## INPUT DATA

• • • • •

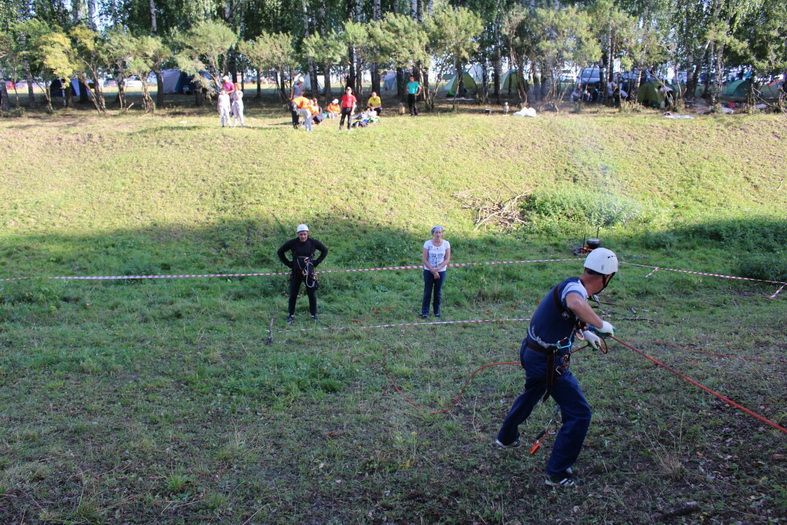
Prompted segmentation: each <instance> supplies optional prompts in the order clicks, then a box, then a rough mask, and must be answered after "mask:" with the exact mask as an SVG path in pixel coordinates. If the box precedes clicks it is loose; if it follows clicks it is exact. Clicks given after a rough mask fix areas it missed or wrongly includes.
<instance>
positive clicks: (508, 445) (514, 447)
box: [495, 436, 522, 448]
mask: <svg viewBox="0 0 787 525" xmlns="http://www.w3.org/2000/svg"><path fill="white" fill-rule="evenodd" d="M495 445H496V446H497V447H498V448H519V447H520V446H521V445H522V440H520V439H519V436H517V438H516V439H515V440H514V441H512V442H511V443H509V444H508V445H506V444H505V443H503V442H502V441H500V440H499V439H496V440H495Z"/></svg>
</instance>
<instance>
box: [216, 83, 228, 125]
mask: <svg viewBox="0 0 787 525" xmlns="http://www.w3.org/2000/svg"><path fill="white" fill-rule="evenodd" d="M217 109H218V110H219V122H220V123H221V127H222V128H223V127H224V126H229V124H230V96H229V95H228V94H227V92H226V91H224V90H223V89H222V90H221V92H220V93H219V96H218V102H217Z"/></svg>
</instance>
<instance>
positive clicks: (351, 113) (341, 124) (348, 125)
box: [339, 108, 353, 129]
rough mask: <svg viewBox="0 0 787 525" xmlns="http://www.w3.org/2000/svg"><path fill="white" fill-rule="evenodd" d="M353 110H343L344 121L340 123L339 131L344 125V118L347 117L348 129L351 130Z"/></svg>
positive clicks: (339, 122) (341, 128)
mask: <svg viewBox="0 0 787 525" xmlns="http://www.w3.org/2000/svg"><path fill="white" fill-rule="evenodd" d="M352 115H353V108H342V119H341V120H340V121H339V129H342V126H343V125H344V117H347V129H350V124H351V123H352V119H353V118H352Z"/></svg>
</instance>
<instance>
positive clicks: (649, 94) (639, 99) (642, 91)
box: [637, 80, 674, 109]
mask: <svg viewBox="0 0 787 525" xmlns="http://www.w3.org/2000/svg"><path fill="white" fill-rule="evenodd" d="M662 86H663V87H664V88H666V89H661V88H662ZM671 93H672V88H671V87H669V86H667V85H665V84H663V83H662V82H659V81H658V80H651V81H649V82H645V83H644V84H642V85H641V86H640V87H639V91H637V100H638V101H639V103H640V104H642V105H643V106H650V107H652V108H658V109H664V108H666V107H667V105H668V103H669V101H668V98H669V97H672V98H674V95H671Z"/></svg>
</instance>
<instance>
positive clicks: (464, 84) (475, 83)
mask: <svg viewBox="0 0 787 525" xmlns="http://www.w3.org/2000/svg"><path fill="white" fill-rule="evenodd" d="M457 84H458V82H457V79H456V75H454V76H452V77H449V78H448V80H447V81H446V84H445V89H446V92H447V95H448V96H449V97H454V96H456V88H457V87H458V86H457ZM462 88H463V90H462V91H461V92H460V93H459V96H460V97H466V96H468V95H474V94H475V93H476V92H477V91H478V84H476V81H475V79H474V78H473V76H472V75H471V74H470V73H468V72H467V71H465V72H464V74H463V75H462Z"/></svg>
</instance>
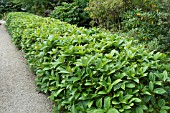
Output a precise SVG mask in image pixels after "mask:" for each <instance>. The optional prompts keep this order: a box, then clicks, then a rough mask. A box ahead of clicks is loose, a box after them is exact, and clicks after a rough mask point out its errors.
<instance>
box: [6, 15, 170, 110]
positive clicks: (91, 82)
mask: <svg viewBox="0 0 170 113" xmlns="http://www.w3.org/2000/svg"><path fill="white" fill-rule="evenodd" d="M6 26H7V29H8V32H9V33H10V35H11V37H12V40H13V42H14V43H15V44H16V46H17V47H18V48H19V49H21V50H22V51H24V52H25V56H26V59H27V60H28V64H29V65H30V66H31V68H32V69H33V71H34V72H35V73H36V84H37V86H38V88H39V90H40V91H42V92H44V93H48V94H49V98H50V100H51V101H52V102H54V105H55V106H56V107H55V108H56V109H57V110H60V109H64V110H65V112H71V113H143V112H146V113H149V112H150V113H159V112H160V113H168V111H169V110H170V101H168V100H169V99H170V98H169V96H170V93H169V92H170V73H169V72H170V65H169V63H168V60H167V58H166V55H165V54H163V53H159V52H158V53H155V52H154V51H151V52H150V51H148V50H146V49H145V48H144V47H143V46H142V45H135V41H134V40H133V39H132V38H123V37H121V36H118V35H117V34H110V33H106V32H102V31H99V30H98V29H95V28H92V29H85V28H78V27H76V26H75V25H70V24H68V23H65V22H61V21H59V20H56V19H51V18H42V17H39V16H35V15H32V14H29V13H20V12H13V13H9V14H8V16H7V19H6ZM58 112H59V111H58Z"/></svg>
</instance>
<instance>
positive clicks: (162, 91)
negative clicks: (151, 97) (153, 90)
mask: <svg viewBox="0 0 170 113" xmlns="http://www.w3.org/2000/svg"><path fill="white" fill-rule="evenodd" d="M153 92H154V93H156V94H164V93H166V91H165V90H164V89H163V88H156V89H154V91H153Z"/></svg>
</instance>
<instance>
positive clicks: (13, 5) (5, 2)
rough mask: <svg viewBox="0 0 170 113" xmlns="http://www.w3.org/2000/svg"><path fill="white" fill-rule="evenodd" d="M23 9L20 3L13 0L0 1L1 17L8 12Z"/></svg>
mask: <svg viewBox="0 0 170 113" xmlns="http://www.w3.org/2000/svg"><path fill="white" fill-rule="evenodd" d="M12 11H15V12H16V11H23V10H22V9H21V6H20V5H19V4H16V3H14V2H13V1H12V0H1V1H0V19H1V18H2V17H3V16H4V15H5V14H6V13H8V12H12Z"/></svg>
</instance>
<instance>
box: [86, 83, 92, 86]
mask: <svg viewBox="0 0 170 113" xmlns="http://www.w3.org/2000/svg"><path fill="white" fill-rule="evenodd" d="M84 85H85V86H91V85H92V83H90V82H86V83H85V84H84Z"/></svg>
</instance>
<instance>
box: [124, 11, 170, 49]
mask: <svg viewBox="0 0 170 113" xmlns="http://www.w3.org/2000/svg"><path fill="white" fill-rule="evenodd" d="M169 17H170V13H165V12H159V10H158V9H157V10H156V9H155V10H154V11H150V12H145V11H142V10H141V9H137V10H131V11H127V12H126V13H124V15H123V22H122V30H123V31H124V32H127V33H128V34H129V35H131V36H133V37H134V38H136V39H139V40H140V42H149V43H150V42H152V41H153V40H154V42H155V41H157V42H158V46H157V48H155V47H153V50H158V51H167V50H168V48H169V47H170V46H169V45H170V37H169V35H170V29H169V27H170V21H169ZM154 45H155V44H154V43H153V46H154ZM148 47H149V48H150V47H151V45H148Z"/></svg>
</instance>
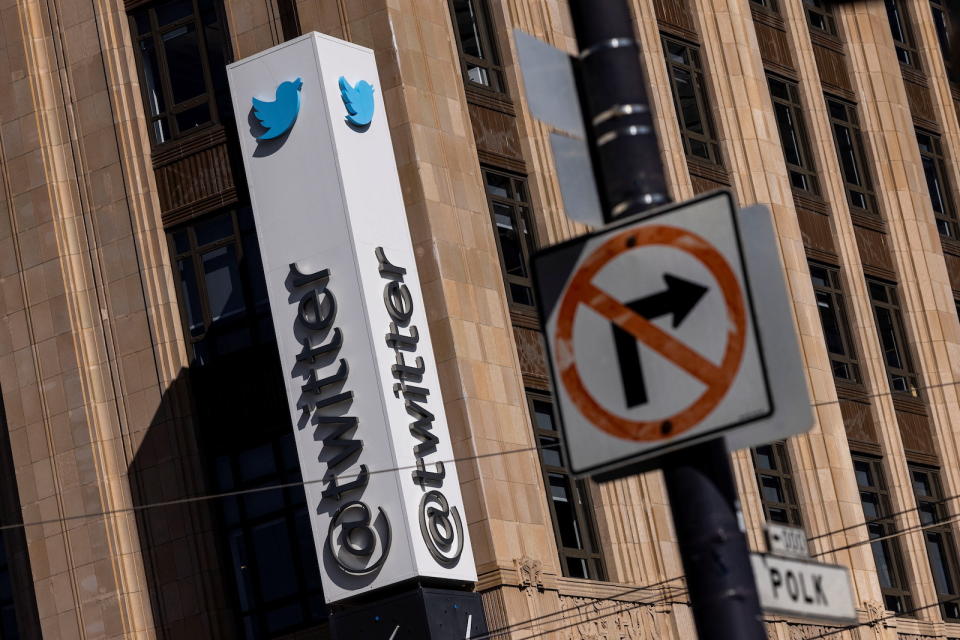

• • • • •

## TASK GOAL
Give the number of lines above that contain the string "clicks", matching case exactly. Reply with the number alone.

## RESULT OF THE TASK
11